#### Required work:
Answer these questions from the forum thread on "I'm boring" versus "I'm bored":
1. Which game is one poster watching?
2. What phrase does the thread give for the past tense?
3. What does one poster say another should become?

#### Document passage:
I'm boring! After company left. My hubby is at working. I'm in mood to chat on vp with friends.

Yesterday I made a joke that you were not boring. What I meant was you should have said, "I'm bored". Not I'm boring. Those are two different types of boredom.

When you say "I'm boring" you are telling us you are boring, dull, or not interesting. "I'm bored" means you have nothing to do and feel like doing something. :D
 
Yesterday I made a joke that you were not boring. What I meant was you should have said, "I'm bored". Not I'm boring. Those are two different types of boredom.

When you say "I'm boring" you are telling us you are boring, dull, or not interesting. "I'm bored" means you have nothing to do and feel like doing something. :D

I said boring is present and bored is past. :lol:
 
I said boring is present and bored is past. :lol:

Yes that is correct but in this case, the word - bored applies to both present and past because the meaning is different.

Perhaps someone can come along and explain it better than I can.
 
I said boring is present and bored is past. :lol:

oh no no. it's different. English is a complicated language.

"I'm boring" means you are a boring person.
"I'm bored" means you are feeling bored right now.

If you want to use the past tense - you say "I was bored"
If you want to use the present tense - you say "I am bored" (or same as "I'm bored")

confusing, right?
 
Watching Michigan St vs Michigan and waiting to see the schedule for March Madness.
 
oh no no. it's different. English is a complicated language.

"I'm boring" means you are a boring person.
"I'm bored" means you are feeling bored right now.

If you want to use the past tense - you say "I was bored"
If you want to use the present tense - you say "I am bored" (or same as "I'm bored")

confusing, right?

Thank you for the clarity. You need to become an English Teacher. LoL. Please pardon my grammar.
 
Yes that is correct but in this case, the word - bored applies to both present and past because the meaning is different.

Perhaps someone can come along and explain it better than I can.

I'm sorry. Please pardon me. I mean I am bored right now. I'm embarrassing. That is not my faulted.
 
oh no no. it's different. English is a complicated language.

#### Recorded information:
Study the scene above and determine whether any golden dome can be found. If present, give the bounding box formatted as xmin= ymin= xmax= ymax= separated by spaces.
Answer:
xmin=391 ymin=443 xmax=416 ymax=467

#### Exercise result:
1. Michigan St vs Michigan
2. "I was bored"
3. An English teacher